◆ TASK TO COMPLETE ◆
Edit the lines below by changing each "interface" to "image" and leaving all other text as it is. Omit the pictures from your answer.
########
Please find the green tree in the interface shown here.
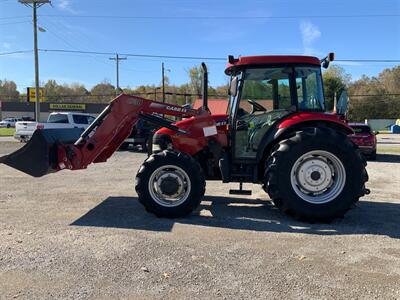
[90,81,115,102]
[0,79,19,101]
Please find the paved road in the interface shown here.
[0,143,400,299]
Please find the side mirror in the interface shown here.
[321,52,335,69]
[228,76,238,97]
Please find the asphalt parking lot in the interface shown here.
[0,141,400,299]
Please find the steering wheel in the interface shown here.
[247,99,267,114]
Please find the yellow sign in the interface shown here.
[27,87,46,102]
[50,103,86,110]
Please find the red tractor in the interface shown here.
[0,54,369,222]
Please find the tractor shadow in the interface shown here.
[71,196,400,238]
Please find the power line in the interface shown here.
[334,59,400,63]
[0,16,31,20]
[0,21,30,26]
[39,49,227,61]
[0,48,400,63]
[0,50,33,55]
[40,14,400,22]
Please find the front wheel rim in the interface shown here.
[148,165,191,207]
[290,150,346,204]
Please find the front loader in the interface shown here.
[0,54,369,222]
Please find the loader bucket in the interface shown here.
[0,128,83,177]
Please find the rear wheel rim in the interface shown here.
[148,165,191,207]
[290,150,346,204]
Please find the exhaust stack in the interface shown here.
[201,62,209,111]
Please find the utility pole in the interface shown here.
[110,53,127,94]
[161,63,165,102]
[18,0,50,122]
[161,63,171,102]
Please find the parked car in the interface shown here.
[349,123,377,160]
[14,112,95,142]
[0,118,19,128]
[120,119,158,151]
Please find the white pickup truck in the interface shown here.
[14,112,95,142]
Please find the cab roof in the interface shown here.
[225,55,321,75]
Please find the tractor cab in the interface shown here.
[225,56,333,161]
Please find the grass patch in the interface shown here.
[378,144,400,154]
[0,128,15,136]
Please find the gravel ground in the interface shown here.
[0,142,400,299]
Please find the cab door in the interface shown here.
[233,67,293,161]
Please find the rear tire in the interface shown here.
[264,127,368,222]
[369,150,376,161]
[135,150,206,218]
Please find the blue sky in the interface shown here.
[0,0,400,91]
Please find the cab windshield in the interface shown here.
[231,66,325,114]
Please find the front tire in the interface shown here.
[264,127,368,222]
[135,150,206,218]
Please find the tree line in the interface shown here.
[0,65,400,121]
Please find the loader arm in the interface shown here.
[0,94,200,177]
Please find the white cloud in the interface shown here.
[56,0,76,14]
[300,21,321,55]
[2,42,11,50]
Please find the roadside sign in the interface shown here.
########
◆ WRITTEN ANSWER ◆
Please find the green tree in the image shown here.
[90,81,115,102]
[0,79,19,101]
Please find the paved road in the image shown here.
[0,143,400,299]
Please find the side mirror in the image shown here.
[321,52,335,69]
[228,76,238,97]
Please find the asphalt parking lot in the image shown here.
[0,141,400,299]
Please find the steering wheel in the image shown here.
[247,99,267,114]
Please find the yellow sign in the image shown here.
[27,87,46,102]
[50,103,86,110]
Please find the red tractor in the image shown here.
[0,54,369,222]
Please find the tractor shadow in the image shown here.
[71,196,400,238]
Please find the power line in the image shown here.
[334,59,400,63]
[0,16,31,20]
[0,21,30,26]
[39,49,227,61]
[0,48,400,63]
[0,50,33,55]
[40,14,400,22]
Please find the front wheel rim in the image shown here.
[148,165,191,207]
[290,150,346,204]
Please find the front loader in the image shown here.
[0,54,369,222]
Please find the loader bucket in the image shown here.
[0,128,83,177]
Please find the rear wheel rim in the image shown here.
[148,165,191,207]
[290,150,346,204]
Please find the exhaust stack in the image shown here.
[201,62,209,111]
Please find the utility pole in the image shown here.
[110,53,127,94]
[161,63,165,102]
[18,0,50,122]
[161,63,171,102]
Please find the parked car in the image shown here.
[349,123,377,160]
[14,112,95,142]
[0,118,19,128]
[120,119,158,151]
Please find the white pickup truck in the image shown here.
[14,112,95,142]
Please find the cab roof in the image shown here.
[225,55,321,75]
Please find the tractor cab in the image shown here.
[225,56,333,161]
Please find the grass patch in the image shown here.
[378,144,400,154]
[0,128,15,136]
Please find the gravel ground in the image shown here.
[0,142,400,299]
Please find the cab door in the image shown here.
[233,67,293,161]
Please find the rear tire in the image shown here.
[264,127,368,222]
[369,150,376,161]
[135,150,206,218]
Please find the blue sky in the image shown here.
[0,0,400,91]
Please find the cab windshield in the image shown here.
[231,66,325,114]
Please find the front tire in the image shown here.
[264,127,368,222]
[135,150,206,218]
Please find the tree line in the image shown here.
[0,65,400,121]
Please find the loader arm in the image shown here.
[0,94,200,177]
Please find the white cloud in the image shown here.
[56,0,76,14]
[300,21,321,55]
[2,42,11,50]
Please find the roadside sign in the image shown here.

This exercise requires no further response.